> **TEXT EXCERPT**:
"""

While the trial is ongoing, we decided we needed to present the
bone mineral density results after the interim analysis. We wanted
to inform physicians and patients about the effects on bone and
give them the opportunity to do something to counteract these,
if necessary.
The decrease in bone mineral density is about 10 percent — osteopenic
rather than osteoporotic — so treatment is not mandatory.
However, patients can take precautions such as exercise and vitamin
substitution.
Also, we are observing a strong correlation between age, baseline
bone mineral density and changes in bone mineral density. In younger
patients, if you decrease the estradiol with goserelin/anastrozole
to almost undetectable levels, they suffer a more pronounced deterioration
in bone mineral density than the perimenopausal patients. Younger
patients on anastrozole or tamoxifen may be at higher risk, although
we have never seen a patient with a T-score change of more than
minus 2.5, in whom bisphosphonate treatment would be mandatory.
Anticipated long-term results
One problem with this study is that the event rate is lower than
we expected. In 15 years of designing and conducting clinical trials,
it has always been my experience that we overestimate the event
rate. This is good for patients, but not for the trial. I expect
that next year we’ll have to consider increasing the sample
size, basing it on the actual event rate in the first two years,
rather than on our pretrial projections.
I suspect that we will not see a survival benefit for the bisphosphonates
at our current dose of zoledronic acid; however, we may see a slight
survival advantage for the anastrozole combination, based on the
ATAC data. Goserelin renders all the patients postmenopausal, and
I don’t know of any reason women who become postmenopausal
as a result of therapy would respond differently than those who
become postmenopausal naturally.
Breast-conserving surgery
At our institution, we have a 75 to 80 percent breast conservation
rate. In reviewing six of our clinical trials, we found the rate
was as high as 82 percent in premenopausal patients with T1 tumors.
With extensive use of preoperative chemotherapy and improved operative
techniques, I believe mastectomy should become an obsolete surgical
procedure.
Significant variance exists in breast conservation rates from
country to country. Some of that is a cultural difference in the
surgeon’s approach to patients, and some of that variance
has to do with the availability of radiotherapy resources. In countries
outside the western world, this is a major problem.

"""

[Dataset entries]

"""

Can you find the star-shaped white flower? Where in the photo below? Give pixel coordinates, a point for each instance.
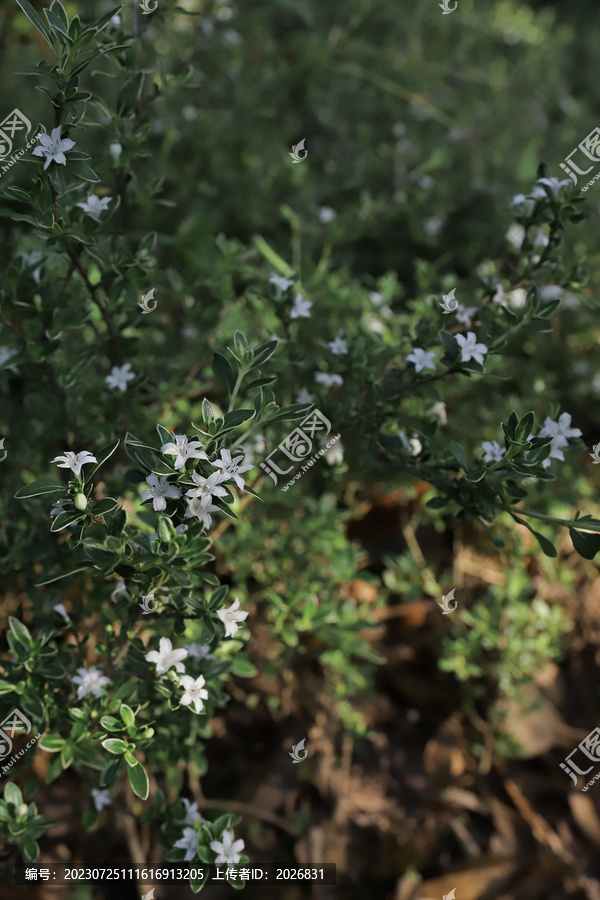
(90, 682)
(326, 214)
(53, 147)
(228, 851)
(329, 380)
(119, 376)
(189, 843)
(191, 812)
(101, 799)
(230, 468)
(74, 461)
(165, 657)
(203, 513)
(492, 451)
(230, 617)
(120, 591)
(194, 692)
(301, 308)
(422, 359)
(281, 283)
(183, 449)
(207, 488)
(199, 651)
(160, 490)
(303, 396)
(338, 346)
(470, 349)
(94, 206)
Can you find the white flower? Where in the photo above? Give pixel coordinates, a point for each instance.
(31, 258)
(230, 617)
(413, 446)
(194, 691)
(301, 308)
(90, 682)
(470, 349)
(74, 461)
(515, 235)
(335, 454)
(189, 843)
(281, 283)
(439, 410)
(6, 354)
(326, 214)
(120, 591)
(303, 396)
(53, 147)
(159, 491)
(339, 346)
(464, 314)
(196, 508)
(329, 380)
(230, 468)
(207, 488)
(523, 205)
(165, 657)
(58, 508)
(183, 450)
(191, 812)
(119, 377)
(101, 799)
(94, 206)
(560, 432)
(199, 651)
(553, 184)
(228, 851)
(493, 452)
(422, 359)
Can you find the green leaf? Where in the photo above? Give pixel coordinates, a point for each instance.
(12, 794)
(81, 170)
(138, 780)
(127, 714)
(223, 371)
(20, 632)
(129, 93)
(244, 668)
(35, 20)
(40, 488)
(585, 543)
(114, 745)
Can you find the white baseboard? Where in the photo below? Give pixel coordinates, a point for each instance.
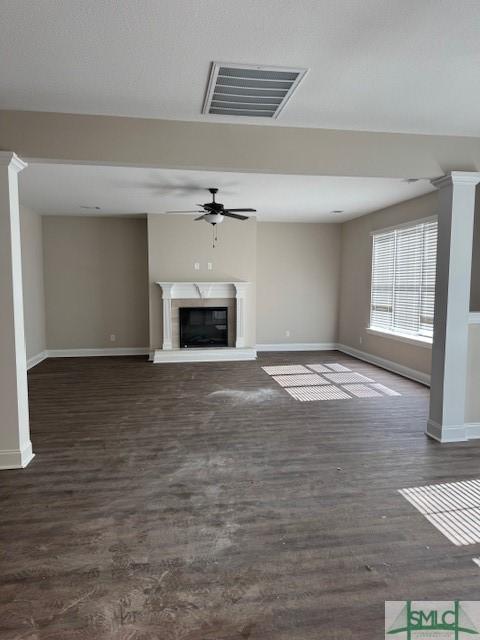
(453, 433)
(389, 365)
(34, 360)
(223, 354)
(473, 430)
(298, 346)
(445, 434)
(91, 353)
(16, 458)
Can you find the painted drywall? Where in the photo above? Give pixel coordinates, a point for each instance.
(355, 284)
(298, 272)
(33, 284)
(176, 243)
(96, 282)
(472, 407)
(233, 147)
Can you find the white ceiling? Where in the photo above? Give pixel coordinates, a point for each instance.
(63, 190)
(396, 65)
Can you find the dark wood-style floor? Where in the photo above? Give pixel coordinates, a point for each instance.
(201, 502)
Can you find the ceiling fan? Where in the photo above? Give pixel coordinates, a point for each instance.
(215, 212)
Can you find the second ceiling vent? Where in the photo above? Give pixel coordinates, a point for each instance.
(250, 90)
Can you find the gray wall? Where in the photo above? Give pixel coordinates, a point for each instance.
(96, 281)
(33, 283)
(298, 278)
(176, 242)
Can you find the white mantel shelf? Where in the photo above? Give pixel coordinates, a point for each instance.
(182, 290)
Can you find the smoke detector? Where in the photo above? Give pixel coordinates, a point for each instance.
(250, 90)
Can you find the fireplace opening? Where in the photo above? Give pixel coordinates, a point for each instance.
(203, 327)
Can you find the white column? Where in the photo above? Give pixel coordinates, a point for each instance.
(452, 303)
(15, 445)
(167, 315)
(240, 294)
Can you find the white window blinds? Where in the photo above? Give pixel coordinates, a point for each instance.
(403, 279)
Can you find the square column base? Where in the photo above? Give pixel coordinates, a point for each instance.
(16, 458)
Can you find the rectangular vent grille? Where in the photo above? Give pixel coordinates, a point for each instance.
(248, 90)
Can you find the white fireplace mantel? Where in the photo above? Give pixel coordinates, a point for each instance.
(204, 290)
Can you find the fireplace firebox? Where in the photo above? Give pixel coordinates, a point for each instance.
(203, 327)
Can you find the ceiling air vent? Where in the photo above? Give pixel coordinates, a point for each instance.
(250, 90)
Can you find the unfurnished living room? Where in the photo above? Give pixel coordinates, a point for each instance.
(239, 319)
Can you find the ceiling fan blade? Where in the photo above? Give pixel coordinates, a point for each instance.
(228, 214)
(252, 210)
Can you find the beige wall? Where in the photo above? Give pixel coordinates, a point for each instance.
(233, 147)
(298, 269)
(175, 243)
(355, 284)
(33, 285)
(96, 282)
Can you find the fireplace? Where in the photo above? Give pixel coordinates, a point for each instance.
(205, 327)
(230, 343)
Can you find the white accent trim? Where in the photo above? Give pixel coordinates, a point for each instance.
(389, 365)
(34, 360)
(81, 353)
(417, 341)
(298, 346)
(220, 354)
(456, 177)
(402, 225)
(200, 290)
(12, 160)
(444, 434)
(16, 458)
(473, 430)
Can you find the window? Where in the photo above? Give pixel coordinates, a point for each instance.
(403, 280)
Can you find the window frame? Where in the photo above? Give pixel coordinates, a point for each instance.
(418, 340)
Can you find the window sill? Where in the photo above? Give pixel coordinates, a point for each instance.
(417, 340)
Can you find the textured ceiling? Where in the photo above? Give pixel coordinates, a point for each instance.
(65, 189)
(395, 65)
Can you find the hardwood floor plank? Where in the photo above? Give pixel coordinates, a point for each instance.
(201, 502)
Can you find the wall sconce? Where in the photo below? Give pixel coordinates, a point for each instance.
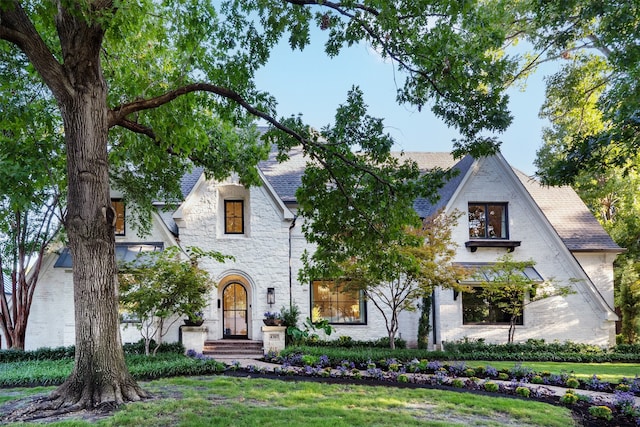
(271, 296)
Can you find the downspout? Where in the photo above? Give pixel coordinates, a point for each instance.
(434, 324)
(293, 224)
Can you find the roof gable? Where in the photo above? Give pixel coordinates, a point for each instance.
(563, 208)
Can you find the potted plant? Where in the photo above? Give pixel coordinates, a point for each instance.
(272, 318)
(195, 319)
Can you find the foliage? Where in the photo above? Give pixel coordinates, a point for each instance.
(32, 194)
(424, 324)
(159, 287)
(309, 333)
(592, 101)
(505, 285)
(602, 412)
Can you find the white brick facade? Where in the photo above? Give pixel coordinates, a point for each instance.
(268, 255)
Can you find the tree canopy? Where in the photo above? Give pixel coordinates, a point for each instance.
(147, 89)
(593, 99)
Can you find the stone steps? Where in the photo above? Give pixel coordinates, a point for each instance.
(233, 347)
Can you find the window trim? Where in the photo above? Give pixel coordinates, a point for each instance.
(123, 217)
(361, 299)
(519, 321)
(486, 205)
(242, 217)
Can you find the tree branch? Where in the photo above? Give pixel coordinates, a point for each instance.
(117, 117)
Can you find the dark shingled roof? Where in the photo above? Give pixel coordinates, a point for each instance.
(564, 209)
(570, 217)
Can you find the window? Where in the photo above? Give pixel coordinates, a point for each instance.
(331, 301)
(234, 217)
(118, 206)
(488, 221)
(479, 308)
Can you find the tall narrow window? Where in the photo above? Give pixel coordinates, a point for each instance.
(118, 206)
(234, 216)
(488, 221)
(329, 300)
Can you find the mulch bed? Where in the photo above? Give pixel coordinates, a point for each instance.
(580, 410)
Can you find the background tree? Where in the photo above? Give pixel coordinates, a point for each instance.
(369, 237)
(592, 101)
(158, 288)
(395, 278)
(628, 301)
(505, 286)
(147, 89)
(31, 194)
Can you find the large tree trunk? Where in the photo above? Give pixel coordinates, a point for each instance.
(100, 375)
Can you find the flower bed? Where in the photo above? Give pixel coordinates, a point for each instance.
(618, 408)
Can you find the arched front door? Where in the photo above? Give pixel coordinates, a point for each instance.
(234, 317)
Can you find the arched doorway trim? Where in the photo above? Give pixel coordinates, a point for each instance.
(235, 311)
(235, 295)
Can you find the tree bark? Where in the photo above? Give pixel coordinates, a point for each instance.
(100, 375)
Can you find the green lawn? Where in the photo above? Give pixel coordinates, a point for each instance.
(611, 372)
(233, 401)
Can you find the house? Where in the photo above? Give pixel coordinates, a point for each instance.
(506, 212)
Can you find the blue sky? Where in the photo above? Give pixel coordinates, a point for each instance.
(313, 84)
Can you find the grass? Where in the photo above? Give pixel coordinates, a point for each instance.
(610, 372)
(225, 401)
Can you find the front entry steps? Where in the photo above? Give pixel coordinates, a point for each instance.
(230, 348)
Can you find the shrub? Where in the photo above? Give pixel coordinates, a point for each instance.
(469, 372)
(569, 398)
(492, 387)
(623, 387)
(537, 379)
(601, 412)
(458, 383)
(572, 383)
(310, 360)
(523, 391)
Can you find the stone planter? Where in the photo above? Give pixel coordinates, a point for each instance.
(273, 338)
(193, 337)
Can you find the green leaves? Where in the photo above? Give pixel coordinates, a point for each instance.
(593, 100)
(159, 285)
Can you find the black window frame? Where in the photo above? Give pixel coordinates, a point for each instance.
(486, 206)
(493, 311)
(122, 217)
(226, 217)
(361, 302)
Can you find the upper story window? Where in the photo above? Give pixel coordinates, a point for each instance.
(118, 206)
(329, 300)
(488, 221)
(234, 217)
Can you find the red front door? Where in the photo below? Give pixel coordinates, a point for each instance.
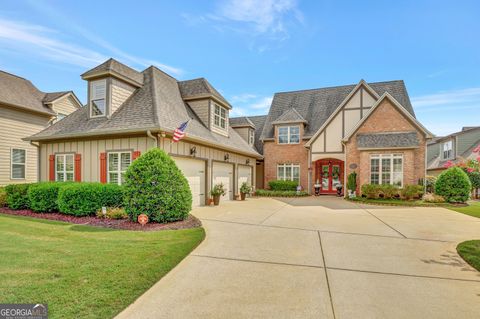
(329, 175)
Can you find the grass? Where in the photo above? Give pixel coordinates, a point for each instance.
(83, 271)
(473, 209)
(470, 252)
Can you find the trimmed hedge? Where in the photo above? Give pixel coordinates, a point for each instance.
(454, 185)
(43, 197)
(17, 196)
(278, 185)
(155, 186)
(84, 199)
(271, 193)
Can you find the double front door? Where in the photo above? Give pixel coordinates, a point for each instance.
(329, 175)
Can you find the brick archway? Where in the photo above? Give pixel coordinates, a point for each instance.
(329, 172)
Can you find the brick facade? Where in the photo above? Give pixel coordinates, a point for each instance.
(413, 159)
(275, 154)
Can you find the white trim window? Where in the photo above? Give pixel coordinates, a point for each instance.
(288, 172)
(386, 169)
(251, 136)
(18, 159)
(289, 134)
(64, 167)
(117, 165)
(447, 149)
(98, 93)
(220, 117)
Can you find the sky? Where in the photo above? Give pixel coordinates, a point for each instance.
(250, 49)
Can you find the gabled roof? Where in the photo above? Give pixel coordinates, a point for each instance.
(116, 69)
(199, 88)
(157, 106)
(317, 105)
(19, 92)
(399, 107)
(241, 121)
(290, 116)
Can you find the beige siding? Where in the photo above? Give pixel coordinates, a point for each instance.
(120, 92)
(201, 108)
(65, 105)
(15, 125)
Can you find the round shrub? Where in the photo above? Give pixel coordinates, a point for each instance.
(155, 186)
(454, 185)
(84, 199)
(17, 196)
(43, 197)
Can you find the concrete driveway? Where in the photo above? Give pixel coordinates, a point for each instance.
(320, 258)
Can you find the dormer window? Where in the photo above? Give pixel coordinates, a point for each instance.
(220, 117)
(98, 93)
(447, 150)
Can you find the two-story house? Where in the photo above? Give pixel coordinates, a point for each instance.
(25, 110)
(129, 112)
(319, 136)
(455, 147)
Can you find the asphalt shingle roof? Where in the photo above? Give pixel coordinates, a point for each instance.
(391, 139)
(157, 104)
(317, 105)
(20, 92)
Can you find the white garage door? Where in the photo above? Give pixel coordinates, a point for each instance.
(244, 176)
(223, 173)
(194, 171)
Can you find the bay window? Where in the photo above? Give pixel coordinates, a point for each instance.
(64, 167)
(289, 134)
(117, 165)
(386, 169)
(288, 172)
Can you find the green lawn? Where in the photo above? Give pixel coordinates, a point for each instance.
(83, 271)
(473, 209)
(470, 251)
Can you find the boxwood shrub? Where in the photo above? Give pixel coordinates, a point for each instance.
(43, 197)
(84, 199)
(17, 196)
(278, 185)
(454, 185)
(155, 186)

"""

> **TASKS**:
1. Using the excerpt on the breast cancer trial, say whether each statement agrees with it: (a) the drop in bone mineral density is about 10 percent; (b) the study's event rate is higher than expected; (c) in premenopausal patients with T1 tumors, the breast conservation rate reached 90 percent. Answer yes or no for each, and quote the words from the excerpt that decide it.
2. Rewrite the part of the excerpt on the breast cancer trial between "Significant variance exists" and "a major problem.", inclusive, renaming "radiotherapy" as "radiation therapy".

> **TASK-BY-TASK SOLUTIONS**:
1.
(a) Yes: "The decrease in bone mineral density is about 10 percent"
(b) No: "the event rate is lower than we expected"
(c) No: "the rate was as high as 82 percent in premenopausal patients with T1 tumors"

2.
Significant variance exists in breast conservation rates from
country to country. Some of that is a cultural difference in the
surgeon’s approach to patients, and some of that variance
has to do with the availability of radiation therapy resources. In countries
outside the western world, this is a major problem.